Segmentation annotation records
-- -- --
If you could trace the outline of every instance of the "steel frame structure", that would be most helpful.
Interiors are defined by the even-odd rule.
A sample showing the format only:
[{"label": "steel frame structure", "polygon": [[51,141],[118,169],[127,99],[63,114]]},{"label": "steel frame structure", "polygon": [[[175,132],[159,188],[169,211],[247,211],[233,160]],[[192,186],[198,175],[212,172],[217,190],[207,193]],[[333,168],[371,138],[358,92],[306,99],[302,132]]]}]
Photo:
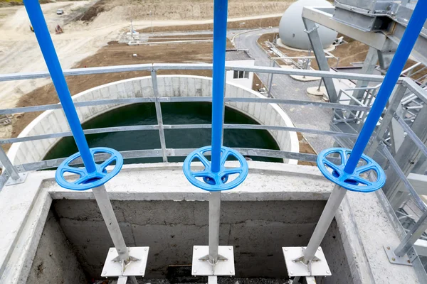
-- -- --
Can you edit the records above so that "even-odd rule" becomes "nonzero winding rule", with everything else unchanged and the pictures left out?

If you could trace the outline of every instance of the "steel frame structure", that would be most helpful.
Interiors are defined by the nonzero winding rule.
A sample showing the format only:
[{"label": "steel frame structure", "polygon": [[51,141],[118,169],[127,99],[63,114]]},{"label": "steel frame structure", "polygon": [[[175,132],[159,188],[169,211],[247,211],[233,160]],[[192,186],[198,175],[212,172],[217,190],[207,193]],[[333,168],[371,138],[358,92],[306,99],[302,132]]]}]
Photo:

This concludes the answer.